# EXERCISE TASK
Please reproduce the data below line for line, with no changes.

---- INFORMATION SUPPLIED

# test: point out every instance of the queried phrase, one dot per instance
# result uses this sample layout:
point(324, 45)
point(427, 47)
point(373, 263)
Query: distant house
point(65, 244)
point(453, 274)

--------

# RESULT OF THIS EXERCISE
# test: point out every instance of the queried phrase, one dot per instance
# result uses this sample layout:
point(324, 45)
point(427, 47)
point(373, 263)
Query: distant house
point(65, 244)
point(453, 274)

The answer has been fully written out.